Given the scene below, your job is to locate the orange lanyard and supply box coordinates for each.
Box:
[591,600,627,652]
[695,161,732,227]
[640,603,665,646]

* [WHAT NEEDS TO BE DONE]:
Repeat the whole listing exactly. Leave nothing out.

* [ANSWER AREA]:
Given the scene below, your job is to locate the orange lanyard and supply box coordinates for each.
Box:
[591,600,627,652]
[695,161,732,227]
[640,603,665,646]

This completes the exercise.